▶ _EXERCISE DIRECTIONS_
Could you copy every one of the records below word for word, leaving the pictures out of your answer?

── SUPPLIED DATA

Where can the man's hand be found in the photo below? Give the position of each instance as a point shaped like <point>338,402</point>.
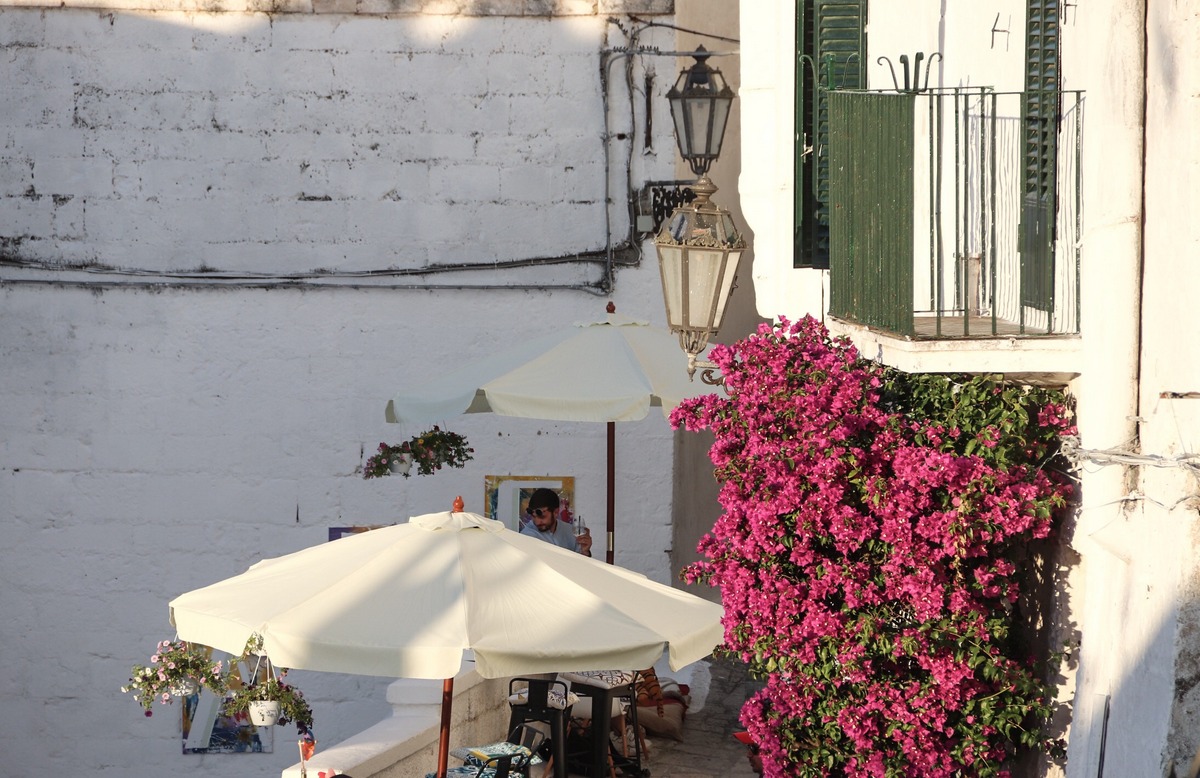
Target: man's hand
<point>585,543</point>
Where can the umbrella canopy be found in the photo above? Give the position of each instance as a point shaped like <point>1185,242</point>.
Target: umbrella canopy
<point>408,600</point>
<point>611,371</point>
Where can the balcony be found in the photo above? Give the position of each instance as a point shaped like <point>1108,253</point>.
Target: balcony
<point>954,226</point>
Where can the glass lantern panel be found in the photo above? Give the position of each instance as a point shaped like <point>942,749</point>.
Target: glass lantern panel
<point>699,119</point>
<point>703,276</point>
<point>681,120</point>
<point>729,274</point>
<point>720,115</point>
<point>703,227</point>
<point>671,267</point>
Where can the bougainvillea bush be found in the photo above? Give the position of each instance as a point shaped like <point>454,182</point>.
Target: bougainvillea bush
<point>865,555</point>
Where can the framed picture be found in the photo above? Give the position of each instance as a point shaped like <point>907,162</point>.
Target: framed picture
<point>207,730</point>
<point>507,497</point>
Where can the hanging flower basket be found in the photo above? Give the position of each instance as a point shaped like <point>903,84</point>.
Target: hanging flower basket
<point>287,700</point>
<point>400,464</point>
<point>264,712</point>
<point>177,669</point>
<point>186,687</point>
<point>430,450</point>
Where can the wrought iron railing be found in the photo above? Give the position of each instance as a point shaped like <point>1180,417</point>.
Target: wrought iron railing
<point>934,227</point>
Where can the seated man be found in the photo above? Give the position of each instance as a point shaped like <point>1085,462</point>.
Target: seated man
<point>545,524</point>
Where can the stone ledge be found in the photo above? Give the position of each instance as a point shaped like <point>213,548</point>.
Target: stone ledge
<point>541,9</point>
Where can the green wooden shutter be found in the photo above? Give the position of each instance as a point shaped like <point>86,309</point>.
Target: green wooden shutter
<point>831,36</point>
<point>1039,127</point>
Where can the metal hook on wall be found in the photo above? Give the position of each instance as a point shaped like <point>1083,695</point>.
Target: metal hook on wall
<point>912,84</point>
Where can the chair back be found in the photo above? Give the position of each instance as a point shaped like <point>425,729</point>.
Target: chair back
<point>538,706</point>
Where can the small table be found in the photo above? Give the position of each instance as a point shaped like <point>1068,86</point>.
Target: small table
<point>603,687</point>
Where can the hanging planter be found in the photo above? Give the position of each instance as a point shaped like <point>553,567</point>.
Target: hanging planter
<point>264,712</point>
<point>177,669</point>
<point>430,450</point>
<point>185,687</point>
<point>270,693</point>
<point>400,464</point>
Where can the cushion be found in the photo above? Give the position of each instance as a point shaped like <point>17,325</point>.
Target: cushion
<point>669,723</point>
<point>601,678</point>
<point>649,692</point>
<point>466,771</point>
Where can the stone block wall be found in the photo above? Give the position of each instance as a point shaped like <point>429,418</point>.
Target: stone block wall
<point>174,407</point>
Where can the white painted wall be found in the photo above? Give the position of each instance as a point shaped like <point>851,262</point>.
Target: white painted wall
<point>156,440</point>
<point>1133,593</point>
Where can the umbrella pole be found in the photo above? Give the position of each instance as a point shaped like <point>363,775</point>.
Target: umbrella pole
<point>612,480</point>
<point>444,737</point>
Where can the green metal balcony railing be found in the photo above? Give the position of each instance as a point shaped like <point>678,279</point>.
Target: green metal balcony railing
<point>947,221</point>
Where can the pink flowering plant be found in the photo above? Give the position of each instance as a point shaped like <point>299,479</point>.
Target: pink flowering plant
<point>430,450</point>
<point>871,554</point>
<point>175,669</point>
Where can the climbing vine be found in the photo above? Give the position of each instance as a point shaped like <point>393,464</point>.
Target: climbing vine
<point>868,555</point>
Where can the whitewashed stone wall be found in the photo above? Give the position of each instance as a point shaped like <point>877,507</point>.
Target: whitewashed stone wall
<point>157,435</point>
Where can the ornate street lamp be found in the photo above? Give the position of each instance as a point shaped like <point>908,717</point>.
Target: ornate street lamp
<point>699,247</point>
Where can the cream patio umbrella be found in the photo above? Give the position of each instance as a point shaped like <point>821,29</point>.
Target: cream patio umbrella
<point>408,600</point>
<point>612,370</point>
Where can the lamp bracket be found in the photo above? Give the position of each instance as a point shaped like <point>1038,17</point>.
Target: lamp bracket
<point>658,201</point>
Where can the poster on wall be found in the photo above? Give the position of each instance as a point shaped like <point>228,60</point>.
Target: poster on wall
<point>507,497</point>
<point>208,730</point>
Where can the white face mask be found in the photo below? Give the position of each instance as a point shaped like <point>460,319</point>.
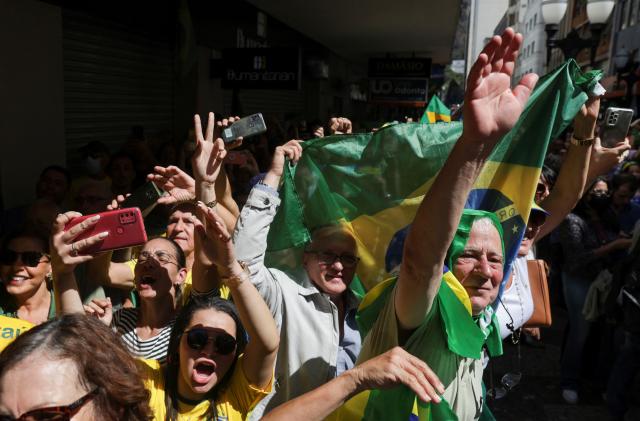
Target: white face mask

────

▶ _TASK ANSWER_
Where can the man's hand be found in the photo below? Give the position of each instance as a point shaped like <point>338,402</point>.
Target: man's hand
<point>585,543</point>
Where can the umbrella canopy be found in the photo above? Give the position of each instance as a point shaped like <point>1185,242</point>.
Target: umbrella canopy
<point>408,600</point>
<point>611,371</point>
Where can the balcony be found in the photo above? Give the position of each instance as a point shaped like <point>1108,253</point>.
Target: balcony
<point>954,226</point>
Where can the glass lantern panel be found in the photo above? Give the position of each instance as a point shaped like <point>942,749</point>.
Target: glass lantern panel
<point>699,119</point>
<point>703,276</point>
<point>681,120</point>
<point>729,274</point>
<point>720,115</point>
<point>703,227</point>
<point>671,267</point>
Where can the bougainvillea bush be found in the photo above? Give the position of each instance as a point shaped like <point>454,182</point>.
Target: bougainvillea bush
<point>865,555</point>
Where can the framed picture be found in the photo above? Give the position of each instance as a point shaped like <point>907,162</point>.
Target: framed picture
<point>207,730</point>
<point>507,497</point>
Where can the hanging flower basket be found in the photo above? Give the position of each instance as a point shaped like <point>903,84</point>.
Target: hanging flower basket
<point>287,700</point>
<point>400,464</point>
<point>264,712</point>
<point>177,669</point>
<point>186,687</point>
<point>430,450</point>
Where can the wrought iron railing be found in the photo above? Give the position of each instance as a point shaped like <point>1180,417</point>.
Target: wrought iron railing
<point>934,227</point>
Where can the seated man be found in the photo above? Give the position of each instance as a point shaped like <point>1085,462</point>.
Target: seated man
<point>545,524</point>
Where can the stone ledge be found in the photo above? Give the position of each instance as a point shaped like <point>213,548</point>.
Target: stone ledge
<point>541,9</point>
Where can the green wooden shutter be found in the photo above? Give the position of each instance as a point shaped like <point>86,309</point>.
Target: green wooden shutter
<point>831,36</point>
<point>1039,127</point>
Where can the metal hook on wall be found in the photo above? Give the position of each instance as a point shaped like <point>1083,695</point>.
Target: metal hook on wall
<point>912,84</point>
Where can the chair back be found in the photo above? Give the position of each instance as a point shaped like <point>425,729</point>.
Target: chair back
<point>538,706</point>
Where can the small table be found in the photo above? Give the position of each instance as a point shaped like <point>1068,86</point>.
Target: small table
<point>603,687</point>
Where can the hanging planter be found in the photo above? Give the position of each instance as a point shaped like <point>553,567</point>.
Target: hanging planter
<point>264,712</point>
<point>177,669</point>
<point>430,450</point>
<point>185,687</point>
<point>270,693</point>
<point>400,464</point>
Where can the cushion be found in the photo above? Give the position of each instance as a point shaped like <point>17,325</point>.
Target: cushion
<point>669,723</point>
<point>601,678</point>
<point>649,692</point>
<point>466,771</point>
Where can the stone block wall be found in the photo above? Give the position of each instance as a point shaped like <point>429,418</point>.
Target: stone block wall
<point>174,407</point>
Where can the white painted wall be found in the photo above? Give the position of each instance as a point shaped like <point>851,262</point>.
Target: white painted wall
<point>156,440</point>
<point>1133,593</point>
Where can the umbrella pole be found in the photo above? Give the position of each instance as a point shaped like <point>363,775</point>.
Target: umbrella pole
<point>612,480</point>
<point>444,737</point>
Where can the green metal balcony railing be found in the photo above? Give the position of each instance as a point shaped like <point>678,279</point>.
Target: green metal balcony railing
<point>947,221</point>
Where can the pink flowering plant be found in the photo above? Give the position of each instance as a point shaped like <point>299,479</point>.
Target: pink flowering plant
<point>430,450</point>
<point>871,554</point>
<point>175,669</point>
Where can the climbing vine be found in the photo above? Give the position of each instance as a point shaped like <point>393,464</point>.
Target: climbing vine
<point>868,555</point>
Where can the whitewashed stone wall be found in the photo above? Give the position of each instance as a point shaped like <point>877,507</point>.
Target: whitewashed stone wall
<point>157,435</point>
Where can the ornate street lamp be found in the photo above? Give the position of each instance as a point shaped like <point>908,717</point>.
Target: ornate street lamp
<point>699,247</point>
Where can the cream patio umbrella be found in the photo above? Give the position of each instance as a point shaped like <point>821,29</point>.
Target: cream patio umbrella
<point>408,600</point>
<point>612,370</point>
Where can the lamp bracket be found in the photo above? Give the position of each instance as a point shaped like <point>1038,17</point>.
Target: lamp bracket
<point>658,201</point>
Where can the poster on wall be found in the photo above? Give the position of each instance as a point shaped like <point>228,60</point>.
Target: poster on wall
<point>507,497</point>
<point>208,730</point>
Where can the white face mask be found in the photo below? Give the position of each instance as a point shaped like <point>460,319</point>.
Target: white face mask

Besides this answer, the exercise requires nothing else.